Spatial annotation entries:
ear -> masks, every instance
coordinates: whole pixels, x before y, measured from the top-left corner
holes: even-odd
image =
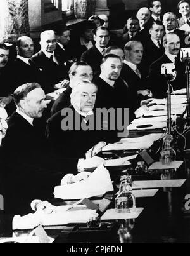
[[[22,109],[25,109],[26,106],[26,101],[25,100],[21,100],[20,102],[20,105]]]

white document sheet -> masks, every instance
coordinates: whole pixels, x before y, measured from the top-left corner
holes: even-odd
[[[100,165],[87,180],[56,187],[54,195],[65,200],[89,198],[113,191],[109,172]]]
[[[87,209],[44,214],[41,215],[41,221],[42,225],[44,226],[66,225],[69,223],[86,223],[93,214],[96,213],[96,210]]]
[[[149,149],[155,141],[163,137],[162,133],[153,133],[138,138],[126,138],[114,144],[108,144],[103,151]]]
[[[129,213],[118,213],[115,209],[108,210],[101,217],[102,220],[122,220],[127,219],[137,219],[143,211],[144,208],[137,208]]]
[[[175,162],[170,163],[168,165],[163,164],[160,162],[153,163],[148,168],[149,170],[163,170],[163,169],[177,169],[182,164],[183,161],[175,161]]]
[[[186,182],[183,180],[139,180],[132,182],[133,189],[156,189],[161,187],[180,187]]]

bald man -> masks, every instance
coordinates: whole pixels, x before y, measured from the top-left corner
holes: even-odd
[[[149,72],[149,89],[154,98],[163,98],[167,97],[167,83],[161,75],[162,64],[174,63],[177,71],[177,77],[172,81],[174,90],[186,88],[185,67],[179,57],[180,43],[179,36],[174,33],[165,36],[163,45],[165,48],[164,55],[153,63]]]
[[[55,84],[68,78],[67,69],[65,62],[55,52],[57,37],[54,31],[41,33],[40,44],[41,50],[31,60],[35,67],[41,71],[45,84],[42,88],[48,93],[54,90]]]
[[[34,52],[34,44],[32,38],[28,36],[19,37],[16,41],[16,50],[17,57],[14,60],[13,68],[15,89],[27,83],[36,82],[42,84],[41,71],[35,67],[30,60]]]

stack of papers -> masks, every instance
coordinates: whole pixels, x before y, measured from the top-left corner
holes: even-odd
[[[108,144],[103,149],[103,151],[147,149],[153,145],[155,141],[160,140],[163,136],[162,133],[153,133],[139,138],[122,139],[119,142]]]
[[[87,180],[56,187],[54,195],[63,200],[80,199],[104,194],[113,191],[109,172],[100,165]]]

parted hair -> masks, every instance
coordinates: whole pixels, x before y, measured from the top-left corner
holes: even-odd
[[[24,99],[32,91],[41,86],[37,83],[28,83],[19,86],[14,92],[14,100],[16,105],[19,105],[20,100]]]

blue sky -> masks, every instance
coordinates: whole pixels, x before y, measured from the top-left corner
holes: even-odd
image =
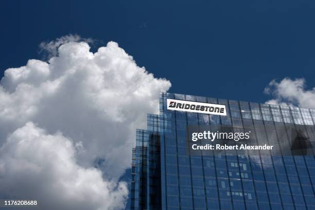
[[[274,79],[315,86],[313,1],[209,2],[2,2],[0,75],[72,33],[117,42],[172,92],[264,102]]]
[[[170,81],[170,92],[264,103],[273,79],[315,87],[314,8],[301,0],[2,2],[0,78],[42,59],[42,42],[76,34],[97,40],[92,50],[118,43]]]

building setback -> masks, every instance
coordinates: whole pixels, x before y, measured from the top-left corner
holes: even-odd
[[[226,115],[168,110],[167,99],[224,105]],[[161,93],[160,114],[148,114],[147,130],[136,130],[131,209],[315,209],[311,144],[307,155],[186,154],[189,125],[242,126],[255,133],[264,128],[266,136],[256,137],[267,140],[268,130],[276,133],[293,126],[311,142],[314,120],[312,109]]]

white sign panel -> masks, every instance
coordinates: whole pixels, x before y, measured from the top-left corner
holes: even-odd
[[[167,109],[226,116],[225,106],[221,104],[196,102],[167,99]]]

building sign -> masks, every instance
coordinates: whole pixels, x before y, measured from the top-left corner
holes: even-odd
[[[226,116],[225,106],[221,104],[167,99],[167,109]]]

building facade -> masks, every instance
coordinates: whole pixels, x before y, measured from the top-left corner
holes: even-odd
[[[167,99],[223,105],[226,115],[169,110]],[[315,110],[161,93],[160,114],[147,122],[132,151],[131,209],[315,209]],[[267,130],[293,127],[311,143],[307,155],[187,155],[190,125],[250,128],[276,141]]]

■ **Stated task**:
Reproduce verbatim the portion of the entries that begins with the line containing "building facade -> masks, every instance" and continues through the final line of the entries, including both of those lines.

■ **Reply to the task**:
building facade -> masks, every instance
coordinates: whole pixels, x before y, measured from the top-left corner
holes: even-odd
[[[167,99],[223,105],[226,115],[169,110]],[[315,110],[161,93],[160,114],[147,122],[132,151],[131,209],[315,209]],[[267,130],[293,127],[311,143],[307,155],[187,155],[190,125],[250,128],[276,141]]]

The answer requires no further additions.